Problem to work on: Starting with the line that contains "198, row 1068.", set down each line through the end of the entries below, exactly and with nothing added.

-- Start The input --

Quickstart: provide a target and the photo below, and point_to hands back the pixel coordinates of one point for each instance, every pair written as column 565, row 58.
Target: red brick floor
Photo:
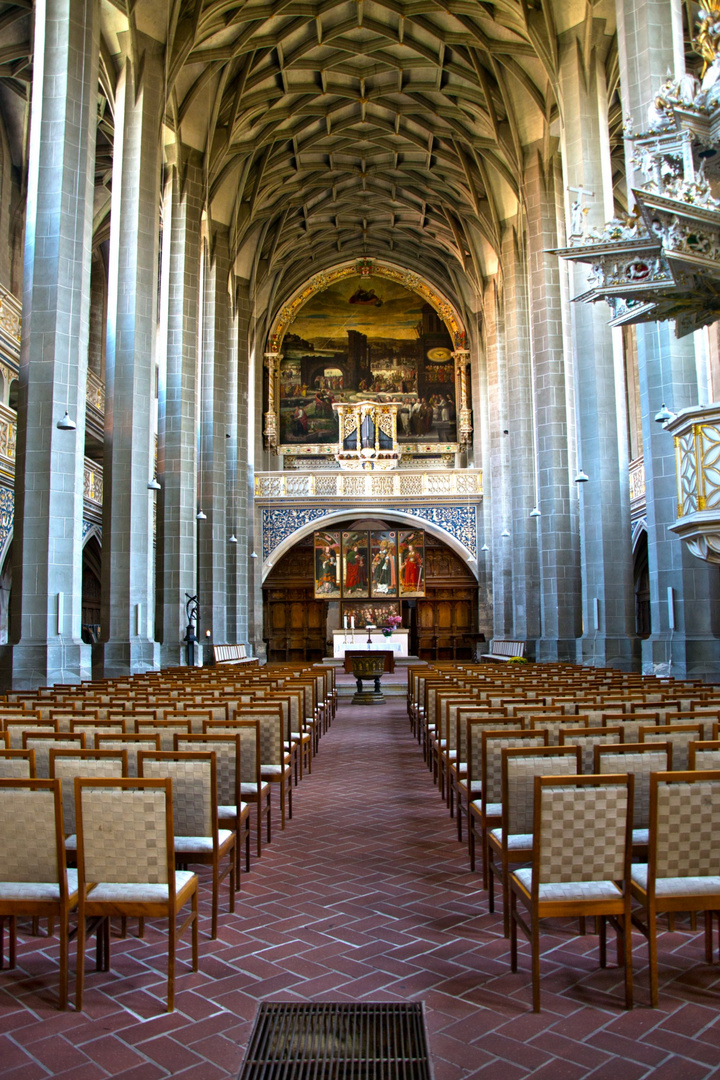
column 366, row 895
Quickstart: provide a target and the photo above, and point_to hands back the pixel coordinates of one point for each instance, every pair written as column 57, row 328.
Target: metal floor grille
column 337, row 1041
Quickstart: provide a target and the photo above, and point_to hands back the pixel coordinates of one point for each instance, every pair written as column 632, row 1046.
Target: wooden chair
column 232, row 812
column 50, row 740
column 587, row 739
column 640, row 760
column 198, row 838
column 512, row 841
column 131, row 743
column 679, row 734
column 126, row 864
column 581, row 864
column 682, row 873
column 34, row 876
column 486, row 812
column 16, row 764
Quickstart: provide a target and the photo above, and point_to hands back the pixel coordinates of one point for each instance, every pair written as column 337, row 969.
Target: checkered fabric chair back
column 687, row 827
column 192, row 787
column 521, row 772
column 28, row 849
column 641, row 765
column 124, row 834
column 67, row 768
column 491, row 765
column 581, row 833
column 225, row 761
column 13, row 766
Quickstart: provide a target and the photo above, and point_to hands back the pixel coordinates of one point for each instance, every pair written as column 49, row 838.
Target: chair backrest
column 679, row 734
column 125, row 832
column 704, row 755
column 16, row 727
column 43, row 743
column 194, row 787
column 130, row 742
column 166, row 729
column 249, row 745
column 32, row 848
column 17, row 764
column 494, row 741
column 583, row 829
column 519, row 766
column 228, row 760
column 640, row 760
column 66, row 765
column 587, row 739
column 684, row 824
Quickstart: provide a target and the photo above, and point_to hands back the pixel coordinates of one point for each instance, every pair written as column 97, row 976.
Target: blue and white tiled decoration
column 460, row 522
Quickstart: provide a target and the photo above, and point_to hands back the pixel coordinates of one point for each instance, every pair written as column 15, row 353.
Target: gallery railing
column 696, row 433
column 436, row 484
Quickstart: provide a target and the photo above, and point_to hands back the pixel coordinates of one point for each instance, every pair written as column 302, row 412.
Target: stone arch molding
column 367, row 268
column 402, row 517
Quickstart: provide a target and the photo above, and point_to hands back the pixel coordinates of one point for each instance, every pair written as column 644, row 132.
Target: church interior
column 338, row 334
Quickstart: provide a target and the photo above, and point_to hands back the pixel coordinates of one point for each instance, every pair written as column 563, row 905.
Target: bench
column 231, row 655
column 504, row 650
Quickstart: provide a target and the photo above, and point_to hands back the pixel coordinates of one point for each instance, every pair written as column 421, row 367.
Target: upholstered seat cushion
column 137, row 893
column 569, row 890
column 675, row 887
column 201, row 845
column 516, row 841
column 40, row 890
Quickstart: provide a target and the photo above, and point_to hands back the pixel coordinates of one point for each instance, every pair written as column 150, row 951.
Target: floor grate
column 337, row 1041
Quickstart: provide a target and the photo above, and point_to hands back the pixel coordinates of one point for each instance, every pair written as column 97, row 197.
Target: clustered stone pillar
column 684, row 593
column 177, row 446
column 50, row 463
column 128, row 460
column 213, row 532
column 557, row 500
column 606, row 538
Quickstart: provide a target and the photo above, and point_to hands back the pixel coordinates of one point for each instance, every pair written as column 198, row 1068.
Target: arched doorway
column 298, row 626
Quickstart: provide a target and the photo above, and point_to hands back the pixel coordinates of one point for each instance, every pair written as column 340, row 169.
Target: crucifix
column 578, row 212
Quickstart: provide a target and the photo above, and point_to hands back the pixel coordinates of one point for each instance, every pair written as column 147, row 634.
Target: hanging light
column 663, row 417
column 66, row 423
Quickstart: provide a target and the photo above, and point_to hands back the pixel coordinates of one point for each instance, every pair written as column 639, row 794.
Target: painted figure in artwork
column 410, row 569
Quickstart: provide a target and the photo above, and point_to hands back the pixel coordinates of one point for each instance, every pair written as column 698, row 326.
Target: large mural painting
column 367, row 338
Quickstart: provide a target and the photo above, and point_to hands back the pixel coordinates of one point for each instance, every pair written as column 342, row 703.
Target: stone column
column 650, row 42
column 520, row 440
column 177, row 445
column 49, row 477
column 497, row 476
column 606, row 538
column 557, row 498
column 130, row 410
column 213, row 535
column 239, row 516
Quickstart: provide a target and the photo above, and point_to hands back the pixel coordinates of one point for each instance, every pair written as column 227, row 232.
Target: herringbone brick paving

-- End The input --

Task result:
Quickstart: provide a target and the photo above, and point_to hands back the pixel coordinates of one point for each instance, every pair written as column 198, row 1068.
Target: arched doorway
column 298, row 626
Quickstart: provide a target and the photo above, and point_to hands back the pixel coordinates of one point for each instance, every pair written as column 340, row 169.
Target: crucifix
column 578, row 212
Quickstart: provide a target and the photo above, and point_to hands back the pixel coordinates of one point for each instance, every pair written as column 147, row 634.
Target: hanging light
column 663, row 417
column 66, row 423
Quickstart: provide a target and the photo above, and point_to hands back the pixel coordinates of one point for each instance, every pair written as column 639, row 794.
Target: painted figure in artwork
column 410, row 569
Quickstart: provide a target and the photo above, and point_to hands back the pixel coordinates of one point for each instance, every pair written as column 698, row 326.
Target: large mural painting
column 367, row 338
Quickstart: provide a target and the photo above, and point_to hands back the pixel coordinates of one point for each instance, every pair written as column 342, row 703.
Target: stone column
column 650, row 42
column 520, row 440
column 177, row 445
column 49, row 477
column 497, row 476
column 606, row 538
column 557, row 498
column 130, row 410
column 213, row 535
column 239, row 516
Quickstart: provide a target and the photo above, and point_to hands back the pixel coordinates of one point for each instance, every pair written as column 227, row 232.
Target: herringbone brick paving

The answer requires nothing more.